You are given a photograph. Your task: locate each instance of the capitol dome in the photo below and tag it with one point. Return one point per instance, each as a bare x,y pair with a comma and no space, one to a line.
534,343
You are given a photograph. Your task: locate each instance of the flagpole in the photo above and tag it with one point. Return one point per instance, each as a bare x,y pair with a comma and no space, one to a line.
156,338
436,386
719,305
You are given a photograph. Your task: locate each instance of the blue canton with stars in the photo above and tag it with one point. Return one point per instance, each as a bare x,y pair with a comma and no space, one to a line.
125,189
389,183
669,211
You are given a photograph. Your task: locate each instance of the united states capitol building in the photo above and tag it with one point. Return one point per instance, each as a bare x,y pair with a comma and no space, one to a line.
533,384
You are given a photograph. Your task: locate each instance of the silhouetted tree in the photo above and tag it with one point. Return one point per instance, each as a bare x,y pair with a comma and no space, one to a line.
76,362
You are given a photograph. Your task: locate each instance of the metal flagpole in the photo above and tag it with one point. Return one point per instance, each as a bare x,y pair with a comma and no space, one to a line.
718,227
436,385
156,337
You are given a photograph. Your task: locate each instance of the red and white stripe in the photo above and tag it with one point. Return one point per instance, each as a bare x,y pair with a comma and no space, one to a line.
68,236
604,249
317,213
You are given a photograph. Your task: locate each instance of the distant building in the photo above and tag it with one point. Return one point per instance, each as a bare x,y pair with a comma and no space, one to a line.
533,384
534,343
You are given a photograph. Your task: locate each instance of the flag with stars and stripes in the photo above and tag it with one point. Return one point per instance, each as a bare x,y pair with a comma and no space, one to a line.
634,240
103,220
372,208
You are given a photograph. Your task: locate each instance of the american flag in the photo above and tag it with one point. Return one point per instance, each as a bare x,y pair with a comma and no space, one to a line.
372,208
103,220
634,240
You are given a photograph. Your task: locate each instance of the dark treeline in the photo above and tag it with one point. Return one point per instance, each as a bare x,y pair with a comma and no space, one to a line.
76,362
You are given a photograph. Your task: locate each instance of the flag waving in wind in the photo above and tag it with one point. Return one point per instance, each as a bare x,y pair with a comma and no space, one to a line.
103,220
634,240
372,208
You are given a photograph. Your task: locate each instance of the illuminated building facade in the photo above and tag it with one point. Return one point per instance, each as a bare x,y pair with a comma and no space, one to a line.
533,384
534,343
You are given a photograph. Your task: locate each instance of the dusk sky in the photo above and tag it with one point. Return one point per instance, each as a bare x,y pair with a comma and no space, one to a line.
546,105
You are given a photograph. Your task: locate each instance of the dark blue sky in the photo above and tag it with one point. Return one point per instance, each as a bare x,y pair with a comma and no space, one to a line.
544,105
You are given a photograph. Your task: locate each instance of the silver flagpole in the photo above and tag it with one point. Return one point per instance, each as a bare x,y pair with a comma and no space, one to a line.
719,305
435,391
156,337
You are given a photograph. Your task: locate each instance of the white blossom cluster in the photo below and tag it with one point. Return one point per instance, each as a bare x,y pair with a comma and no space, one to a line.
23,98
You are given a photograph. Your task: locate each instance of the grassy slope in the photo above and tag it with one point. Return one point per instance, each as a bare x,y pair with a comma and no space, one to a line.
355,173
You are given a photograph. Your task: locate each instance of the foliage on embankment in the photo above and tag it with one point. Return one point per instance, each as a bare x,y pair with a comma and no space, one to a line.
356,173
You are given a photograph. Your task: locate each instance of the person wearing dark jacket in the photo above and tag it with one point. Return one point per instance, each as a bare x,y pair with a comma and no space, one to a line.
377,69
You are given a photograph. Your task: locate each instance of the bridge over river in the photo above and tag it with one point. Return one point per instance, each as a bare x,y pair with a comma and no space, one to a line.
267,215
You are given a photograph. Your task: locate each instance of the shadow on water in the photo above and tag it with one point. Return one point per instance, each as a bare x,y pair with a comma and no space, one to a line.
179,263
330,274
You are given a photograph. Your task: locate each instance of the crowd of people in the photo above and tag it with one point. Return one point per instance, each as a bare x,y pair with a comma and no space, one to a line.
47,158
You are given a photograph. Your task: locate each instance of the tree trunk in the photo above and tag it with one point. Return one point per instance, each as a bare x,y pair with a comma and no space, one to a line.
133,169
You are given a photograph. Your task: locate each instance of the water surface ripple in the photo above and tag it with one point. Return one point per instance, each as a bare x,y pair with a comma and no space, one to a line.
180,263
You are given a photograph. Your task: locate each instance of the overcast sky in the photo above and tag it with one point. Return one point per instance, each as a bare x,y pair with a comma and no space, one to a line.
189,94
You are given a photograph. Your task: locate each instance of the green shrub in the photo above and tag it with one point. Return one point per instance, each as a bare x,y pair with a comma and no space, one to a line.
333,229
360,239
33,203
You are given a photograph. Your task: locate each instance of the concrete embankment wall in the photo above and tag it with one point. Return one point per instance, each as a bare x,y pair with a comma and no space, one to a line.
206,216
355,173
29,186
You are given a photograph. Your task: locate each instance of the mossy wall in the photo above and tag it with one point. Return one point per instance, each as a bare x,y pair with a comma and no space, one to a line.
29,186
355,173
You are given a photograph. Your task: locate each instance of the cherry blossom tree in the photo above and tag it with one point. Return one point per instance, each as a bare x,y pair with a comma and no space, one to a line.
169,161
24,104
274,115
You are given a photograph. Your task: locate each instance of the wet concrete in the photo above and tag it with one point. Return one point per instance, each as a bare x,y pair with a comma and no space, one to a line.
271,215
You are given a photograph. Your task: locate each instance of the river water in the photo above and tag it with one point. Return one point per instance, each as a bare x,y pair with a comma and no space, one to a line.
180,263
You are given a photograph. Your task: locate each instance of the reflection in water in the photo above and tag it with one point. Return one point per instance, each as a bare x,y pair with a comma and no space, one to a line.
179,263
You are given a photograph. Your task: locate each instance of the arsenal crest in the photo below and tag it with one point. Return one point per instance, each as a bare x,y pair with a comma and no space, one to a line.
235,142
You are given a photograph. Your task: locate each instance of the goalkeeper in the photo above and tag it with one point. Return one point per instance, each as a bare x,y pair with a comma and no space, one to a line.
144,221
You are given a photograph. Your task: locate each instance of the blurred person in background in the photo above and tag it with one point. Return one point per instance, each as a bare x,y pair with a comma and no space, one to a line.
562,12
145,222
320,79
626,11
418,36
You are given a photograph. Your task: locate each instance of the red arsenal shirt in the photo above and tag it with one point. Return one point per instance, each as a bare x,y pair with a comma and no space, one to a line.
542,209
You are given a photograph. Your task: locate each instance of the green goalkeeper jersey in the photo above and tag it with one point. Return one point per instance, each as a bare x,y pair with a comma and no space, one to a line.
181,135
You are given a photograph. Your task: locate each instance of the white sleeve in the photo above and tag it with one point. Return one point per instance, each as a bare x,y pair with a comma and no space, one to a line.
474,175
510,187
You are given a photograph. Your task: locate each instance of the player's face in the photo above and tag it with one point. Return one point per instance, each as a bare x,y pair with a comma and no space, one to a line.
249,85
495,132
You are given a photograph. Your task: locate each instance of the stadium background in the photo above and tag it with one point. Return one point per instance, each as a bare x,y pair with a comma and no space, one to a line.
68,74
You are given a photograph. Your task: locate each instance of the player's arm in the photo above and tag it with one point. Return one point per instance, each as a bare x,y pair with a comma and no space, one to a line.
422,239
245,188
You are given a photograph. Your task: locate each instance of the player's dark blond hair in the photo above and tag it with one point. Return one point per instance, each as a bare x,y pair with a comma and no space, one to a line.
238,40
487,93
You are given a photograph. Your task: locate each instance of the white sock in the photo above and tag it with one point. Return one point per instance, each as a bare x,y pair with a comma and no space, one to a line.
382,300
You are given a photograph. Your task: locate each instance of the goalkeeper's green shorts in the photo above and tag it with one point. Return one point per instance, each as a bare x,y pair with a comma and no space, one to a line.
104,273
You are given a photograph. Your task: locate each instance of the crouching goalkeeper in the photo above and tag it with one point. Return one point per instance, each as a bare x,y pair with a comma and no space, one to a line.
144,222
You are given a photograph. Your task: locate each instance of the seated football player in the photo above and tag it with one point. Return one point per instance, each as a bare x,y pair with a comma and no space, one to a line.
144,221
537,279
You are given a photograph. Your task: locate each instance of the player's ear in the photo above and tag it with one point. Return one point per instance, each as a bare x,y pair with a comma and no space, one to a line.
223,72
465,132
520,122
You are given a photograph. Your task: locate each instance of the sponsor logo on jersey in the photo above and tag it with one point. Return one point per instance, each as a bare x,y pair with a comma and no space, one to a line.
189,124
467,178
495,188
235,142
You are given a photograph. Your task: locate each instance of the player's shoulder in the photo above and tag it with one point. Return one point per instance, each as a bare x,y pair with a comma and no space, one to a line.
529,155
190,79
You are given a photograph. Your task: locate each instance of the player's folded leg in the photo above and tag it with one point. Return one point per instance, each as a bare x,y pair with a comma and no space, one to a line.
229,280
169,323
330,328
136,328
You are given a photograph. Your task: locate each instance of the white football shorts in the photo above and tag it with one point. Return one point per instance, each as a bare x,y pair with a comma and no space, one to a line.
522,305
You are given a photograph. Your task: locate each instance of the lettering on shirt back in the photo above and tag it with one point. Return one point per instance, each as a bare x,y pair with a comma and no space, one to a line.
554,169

^^^^^^^^^^^^^^^^

### Assigned task:
Repeat word for word each line from the one with "of the lettering" to the end of the records above, inclusive.

### Solution to this problem:
You are given a photograph. Your task: locate each instance of the lettering on shirt back in the photo above and tag it with one point. Return one point per instance, each as a bare x,y pair with a comma and no space, one to a line.
554,169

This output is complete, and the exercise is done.